■ GOAL
Set down, word for word, the part of the lines below that opens with the line containing "Q: Locate the distant" and runs through the last line, and leave the pictures out.

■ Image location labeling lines
▼▼▼
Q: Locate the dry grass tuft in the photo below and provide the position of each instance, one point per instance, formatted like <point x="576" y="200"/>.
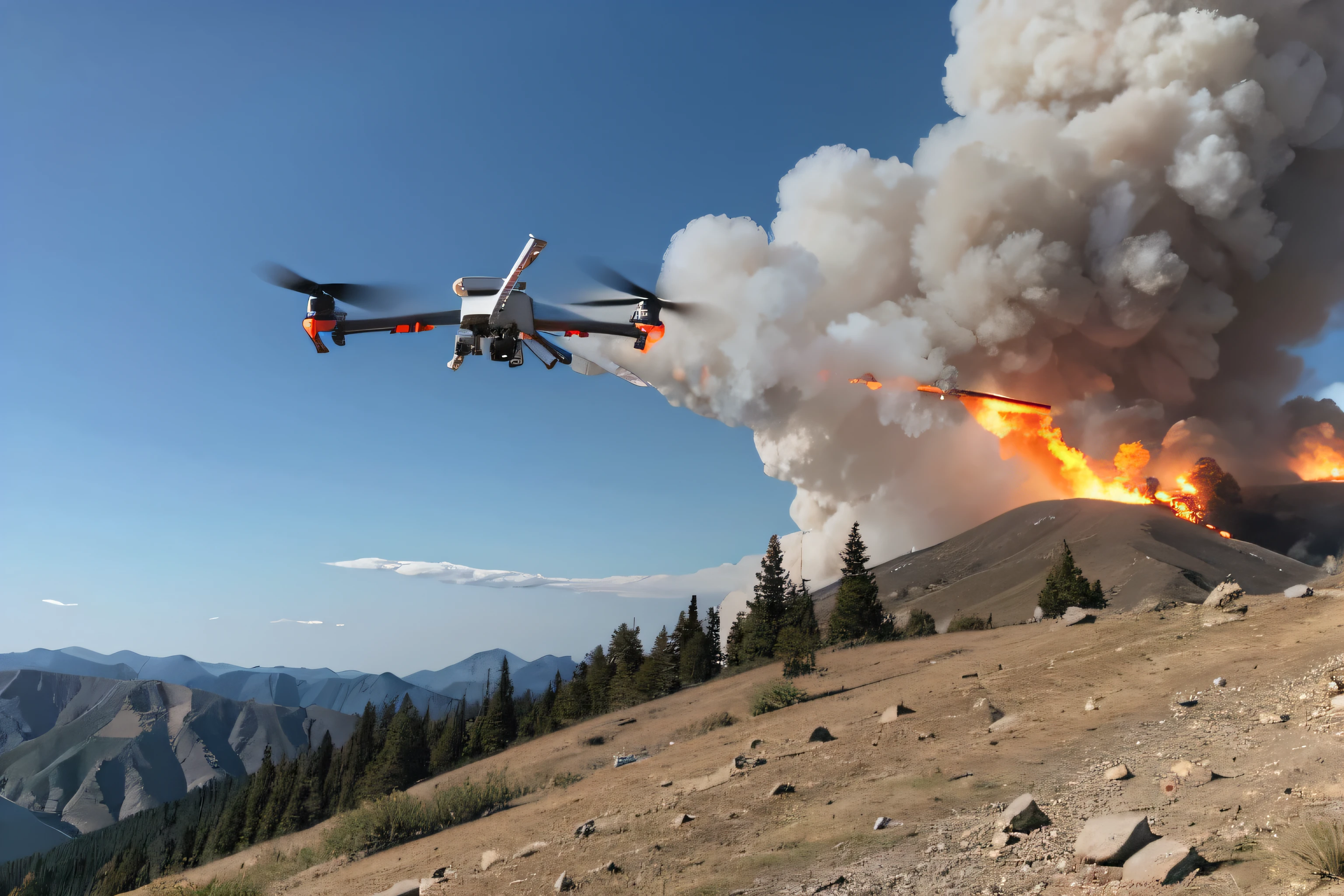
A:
<point x="1319" y="847"/>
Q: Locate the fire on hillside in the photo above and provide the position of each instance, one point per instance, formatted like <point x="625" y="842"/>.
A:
<point x="1035" y="437"/>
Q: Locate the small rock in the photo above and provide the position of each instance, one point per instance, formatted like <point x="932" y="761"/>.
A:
<point x="1102" y="875"/>
<point x="1023" y="816"/>
<point x="402" y="889"/>
<point x="892" y="714"/>
<point x="1162" y="861"/>
<point x="531" y="848"/>
<point x="1109" y="840"/>
<point x="1073" y="616"/>
<point x="1224" y="594"/>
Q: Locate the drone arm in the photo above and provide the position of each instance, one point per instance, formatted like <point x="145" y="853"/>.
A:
<point x="416" y="323"/>
<point x="584" y="326"/>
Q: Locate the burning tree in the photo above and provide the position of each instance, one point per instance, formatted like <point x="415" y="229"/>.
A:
<point x="1066" y="586"/>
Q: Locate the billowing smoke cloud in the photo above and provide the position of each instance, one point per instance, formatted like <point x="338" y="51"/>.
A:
<point x="1136" y="210"/>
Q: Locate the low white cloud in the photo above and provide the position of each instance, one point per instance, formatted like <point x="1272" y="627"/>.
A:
<point x="714" y="582"/>
<point x="1335" y="392"/>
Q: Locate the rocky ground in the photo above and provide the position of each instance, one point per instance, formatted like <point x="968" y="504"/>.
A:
<point x="995" y="715"/>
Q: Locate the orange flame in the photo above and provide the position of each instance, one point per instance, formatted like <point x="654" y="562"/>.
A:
<point x="1035" y="437"/>
<point x="1318" y="455"/>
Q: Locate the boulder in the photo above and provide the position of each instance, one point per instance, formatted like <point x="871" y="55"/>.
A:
<point x="1073" y="616"/>
<point x="1162" y="861"/>
<point x="402" y="889"/>
<point x="1224" y="594"/>
<point x="1022" y="816"/>
<point x="1109" y="840"/>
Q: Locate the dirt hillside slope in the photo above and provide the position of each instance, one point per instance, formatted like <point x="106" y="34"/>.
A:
<point x="1140" y="553"/>
<point x="940" y="771"/>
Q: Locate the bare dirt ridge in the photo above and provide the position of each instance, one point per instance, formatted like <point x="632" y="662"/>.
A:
<point x="1264" y="754"/>
<point x="1140" y="553"/>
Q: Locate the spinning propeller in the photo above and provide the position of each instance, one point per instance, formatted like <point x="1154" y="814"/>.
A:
<point x="358" y="294"/>
<point x="648" y="305"/>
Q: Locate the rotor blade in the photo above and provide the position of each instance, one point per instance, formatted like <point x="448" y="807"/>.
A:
<point x="613" y="280"/>
<point x="366" y="298"/>
<point x="285" y="279"/>
<point x="611" y="301"/>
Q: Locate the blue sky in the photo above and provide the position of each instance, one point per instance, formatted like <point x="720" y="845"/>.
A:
<point x="172" y="449"/>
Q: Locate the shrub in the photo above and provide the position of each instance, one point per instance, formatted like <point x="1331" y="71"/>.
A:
<point x="230" y="887"/>
<point x="971" y="624"/>
<point x="776" y="695"/>
<point x="1319" y="847"/>
<point x="918" y="625"/>
<point x="398" y="817"/>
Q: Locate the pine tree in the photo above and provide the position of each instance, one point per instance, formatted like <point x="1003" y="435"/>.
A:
<point x="711" y="634"/>
<point x="500" y="726"/>
<point x="659" y="676"/>
<point x="448" y="749"/>
<point x="259" y="792"/>
<point x="733" y="647"/>
<point x="802" y="634"/>
<point x="598" y="680"/>
<point x="1066" y="586"/>
<point x="359" y="752"/>
<point x="858" y="610"/>
<point x="765" y="612"/>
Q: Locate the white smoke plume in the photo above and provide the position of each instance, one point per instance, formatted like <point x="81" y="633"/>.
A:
<point x="1135" y="211"/>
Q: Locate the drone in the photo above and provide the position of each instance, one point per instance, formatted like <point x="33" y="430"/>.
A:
<point x="498" y="318"/>
<point x="947" y="388"/>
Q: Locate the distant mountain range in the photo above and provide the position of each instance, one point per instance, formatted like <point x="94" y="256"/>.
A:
<point x="81" y="752"/>
<point x="349" y="692"/>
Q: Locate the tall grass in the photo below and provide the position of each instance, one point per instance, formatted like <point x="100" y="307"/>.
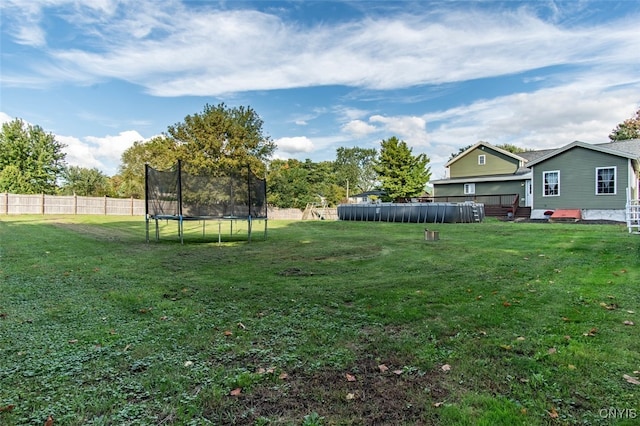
▲▲▲
■ COMPLETE ANSWER
Q: Locate the distant mountain range in the photo above and provide the position of each instance, one point per instance, formatted like <point x="94" y="256"/>.
A:
<point x="81" y="752"/>
<point x="349" y="692"/>
Q: Locate the tall grass in the photo below and provide the position of each instance, one point per instance, formatted like <point x="100" y="307"/>.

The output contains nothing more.